— Begin —

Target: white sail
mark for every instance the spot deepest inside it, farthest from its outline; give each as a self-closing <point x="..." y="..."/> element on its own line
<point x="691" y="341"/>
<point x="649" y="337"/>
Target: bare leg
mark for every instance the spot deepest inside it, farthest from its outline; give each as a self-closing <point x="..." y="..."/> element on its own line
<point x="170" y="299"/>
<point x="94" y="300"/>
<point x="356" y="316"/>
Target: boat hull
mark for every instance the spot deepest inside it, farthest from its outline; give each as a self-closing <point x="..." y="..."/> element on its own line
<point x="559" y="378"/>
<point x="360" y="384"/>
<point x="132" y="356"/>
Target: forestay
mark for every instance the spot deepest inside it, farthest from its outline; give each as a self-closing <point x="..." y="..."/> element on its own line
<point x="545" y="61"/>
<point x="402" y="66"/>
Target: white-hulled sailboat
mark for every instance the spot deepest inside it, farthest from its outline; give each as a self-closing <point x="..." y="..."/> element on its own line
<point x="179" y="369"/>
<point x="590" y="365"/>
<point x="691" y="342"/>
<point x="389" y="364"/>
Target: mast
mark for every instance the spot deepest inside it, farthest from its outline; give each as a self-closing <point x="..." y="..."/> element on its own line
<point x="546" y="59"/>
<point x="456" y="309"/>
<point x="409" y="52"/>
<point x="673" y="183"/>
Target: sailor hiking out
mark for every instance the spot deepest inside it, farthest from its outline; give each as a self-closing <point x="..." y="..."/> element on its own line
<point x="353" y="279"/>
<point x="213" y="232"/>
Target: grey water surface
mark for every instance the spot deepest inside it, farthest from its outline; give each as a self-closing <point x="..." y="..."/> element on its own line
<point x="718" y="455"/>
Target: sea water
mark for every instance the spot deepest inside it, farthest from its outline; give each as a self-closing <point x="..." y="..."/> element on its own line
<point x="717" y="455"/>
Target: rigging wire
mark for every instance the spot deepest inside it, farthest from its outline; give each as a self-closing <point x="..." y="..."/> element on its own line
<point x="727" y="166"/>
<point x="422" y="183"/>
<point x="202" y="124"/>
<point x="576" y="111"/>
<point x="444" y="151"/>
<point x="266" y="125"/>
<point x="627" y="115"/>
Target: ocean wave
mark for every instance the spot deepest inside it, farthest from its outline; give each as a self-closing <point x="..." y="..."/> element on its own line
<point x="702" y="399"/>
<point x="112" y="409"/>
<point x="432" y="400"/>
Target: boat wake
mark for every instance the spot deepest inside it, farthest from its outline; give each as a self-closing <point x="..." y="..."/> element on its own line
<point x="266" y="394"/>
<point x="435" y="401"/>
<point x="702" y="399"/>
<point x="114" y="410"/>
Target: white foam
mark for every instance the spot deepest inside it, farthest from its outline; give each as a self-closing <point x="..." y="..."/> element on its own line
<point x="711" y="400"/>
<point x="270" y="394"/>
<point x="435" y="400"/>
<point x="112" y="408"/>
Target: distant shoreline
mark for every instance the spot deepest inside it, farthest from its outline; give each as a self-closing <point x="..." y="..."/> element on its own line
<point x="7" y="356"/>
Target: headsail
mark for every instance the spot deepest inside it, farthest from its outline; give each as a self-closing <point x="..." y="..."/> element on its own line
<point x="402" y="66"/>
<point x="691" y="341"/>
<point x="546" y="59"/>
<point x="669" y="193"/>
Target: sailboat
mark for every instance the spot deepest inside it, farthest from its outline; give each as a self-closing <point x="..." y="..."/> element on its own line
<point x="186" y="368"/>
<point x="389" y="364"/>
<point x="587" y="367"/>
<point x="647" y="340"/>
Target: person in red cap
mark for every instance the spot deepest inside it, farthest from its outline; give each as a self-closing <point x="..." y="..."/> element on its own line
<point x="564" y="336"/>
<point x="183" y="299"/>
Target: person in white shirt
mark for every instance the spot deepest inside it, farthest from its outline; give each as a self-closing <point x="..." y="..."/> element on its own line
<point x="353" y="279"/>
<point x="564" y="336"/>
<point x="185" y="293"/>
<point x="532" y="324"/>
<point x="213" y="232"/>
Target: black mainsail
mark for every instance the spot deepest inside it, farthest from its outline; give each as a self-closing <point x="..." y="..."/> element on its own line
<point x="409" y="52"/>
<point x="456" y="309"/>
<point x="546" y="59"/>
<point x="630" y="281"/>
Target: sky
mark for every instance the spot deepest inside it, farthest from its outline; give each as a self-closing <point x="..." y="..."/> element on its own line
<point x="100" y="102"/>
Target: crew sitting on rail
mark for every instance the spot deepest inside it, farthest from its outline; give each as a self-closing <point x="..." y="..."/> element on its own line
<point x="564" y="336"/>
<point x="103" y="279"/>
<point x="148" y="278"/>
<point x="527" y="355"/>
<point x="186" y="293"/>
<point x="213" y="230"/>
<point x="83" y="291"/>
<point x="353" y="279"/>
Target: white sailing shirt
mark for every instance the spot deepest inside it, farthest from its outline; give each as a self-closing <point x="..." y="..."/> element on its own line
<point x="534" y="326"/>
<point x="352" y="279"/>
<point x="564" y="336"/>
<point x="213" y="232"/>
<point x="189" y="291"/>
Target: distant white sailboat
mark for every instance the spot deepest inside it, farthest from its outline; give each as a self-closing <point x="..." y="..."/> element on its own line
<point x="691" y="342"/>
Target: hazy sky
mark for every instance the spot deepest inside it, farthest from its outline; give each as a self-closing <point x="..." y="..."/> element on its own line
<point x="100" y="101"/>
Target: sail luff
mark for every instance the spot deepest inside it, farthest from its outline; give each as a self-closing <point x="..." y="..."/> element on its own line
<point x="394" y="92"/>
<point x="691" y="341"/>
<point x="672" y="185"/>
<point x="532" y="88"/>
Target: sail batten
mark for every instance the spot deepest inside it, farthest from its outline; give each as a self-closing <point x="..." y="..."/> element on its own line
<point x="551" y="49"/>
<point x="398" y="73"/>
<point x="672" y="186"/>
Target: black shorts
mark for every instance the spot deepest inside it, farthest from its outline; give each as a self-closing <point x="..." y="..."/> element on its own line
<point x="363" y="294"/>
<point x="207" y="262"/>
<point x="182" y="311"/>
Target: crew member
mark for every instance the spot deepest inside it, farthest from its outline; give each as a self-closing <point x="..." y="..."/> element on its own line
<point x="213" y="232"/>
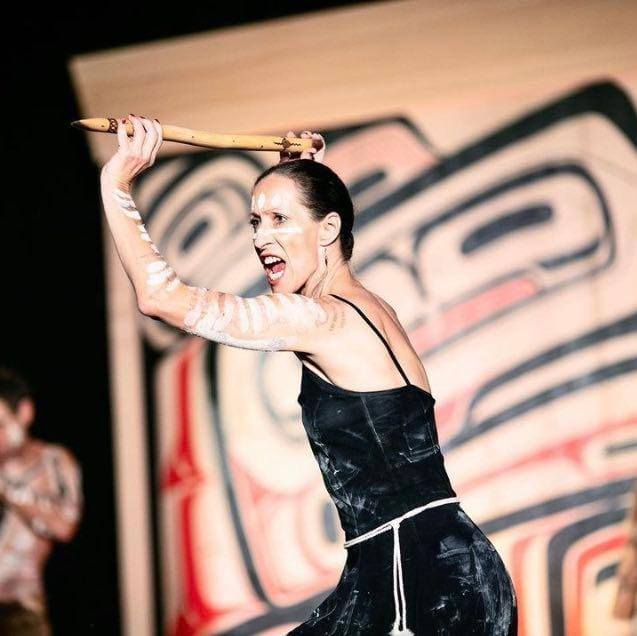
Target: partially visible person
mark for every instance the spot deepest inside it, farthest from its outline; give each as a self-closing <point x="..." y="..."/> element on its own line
<point x="626" y="597"/>
<point x="40" y="503"/>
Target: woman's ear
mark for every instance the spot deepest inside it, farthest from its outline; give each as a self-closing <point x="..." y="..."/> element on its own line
<point x="330" y="228"/>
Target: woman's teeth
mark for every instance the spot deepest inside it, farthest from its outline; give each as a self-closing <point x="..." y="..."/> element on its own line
<point x="274" y="267"/>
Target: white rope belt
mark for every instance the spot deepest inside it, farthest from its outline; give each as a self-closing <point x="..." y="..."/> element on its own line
<point x="400" y="604"/>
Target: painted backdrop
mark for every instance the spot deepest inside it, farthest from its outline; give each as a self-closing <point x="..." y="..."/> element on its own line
<point x="508" y="252"/>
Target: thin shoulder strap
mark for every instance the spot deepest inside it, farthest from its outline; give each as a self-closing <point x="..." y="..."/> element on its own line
<point x="378" y="333"/>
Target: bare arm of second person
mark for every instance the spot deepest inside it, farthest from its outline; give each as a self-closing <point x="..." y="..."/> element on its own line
<point x="272" y="322"/>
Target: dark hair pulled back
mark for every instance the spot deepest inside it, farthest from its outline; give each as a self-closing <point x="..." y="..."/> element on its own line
<point x="322" y="191"/>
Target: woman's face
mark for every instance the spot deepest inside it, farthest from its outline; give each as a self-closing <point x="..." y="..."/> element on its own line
<point x="285" y="236"/>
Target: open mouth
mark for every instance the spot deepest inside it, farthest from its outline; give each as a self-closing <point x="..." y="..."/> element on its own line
<point x="274" y="268"/>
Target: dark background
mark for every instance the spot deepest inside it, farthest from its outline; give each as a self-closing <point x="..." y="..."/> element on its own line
<point x="52" y="300"/>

— End —

# [Set task]
Repeat, without changes, every line from the one that contains "Target: thin shoulder strap" through the final line of the data.

# [Task result]
Target: thin shoulder strap
mark for every instance the spot deepest inside it, farthest from its outline; give each as a self-closing <point x="..." y="..."/> element on its own line
<point x="378" y="333"/>
Target: bare arm of second person
mark for every instance the spot deepest inside it, farthest from its outline; give each as a self-closing <point x="..." y="..."/> element on its own line
<point x="272" y="322"/>
Target: dark hair pulled back
mark for every instance the spot deepest inside it, farthest from its outline; give each as a self-closing <point x="..." y="..."/> element on its own line
<point x="322" y="191"/>
Target: woman's face
mark for every instance the spot deepest inside it, farthest from its outline; give each as a self-closing <point x="..." y="..."/> element on its own line
<point x="285" y="236"/>
Target: open mouth
mark for every instance the spot deepest inside it, farthest from its outline; give each as a self-closing <point x="..." y="..."/> element on its own line
<point x="274" y="268"/>
Target: dark background
mark for every instance the spot deepest inside it, farthest from its outline; give each as a self-closing <point x="..." y="..."/> element on its own line
<point x="52" y="300"/>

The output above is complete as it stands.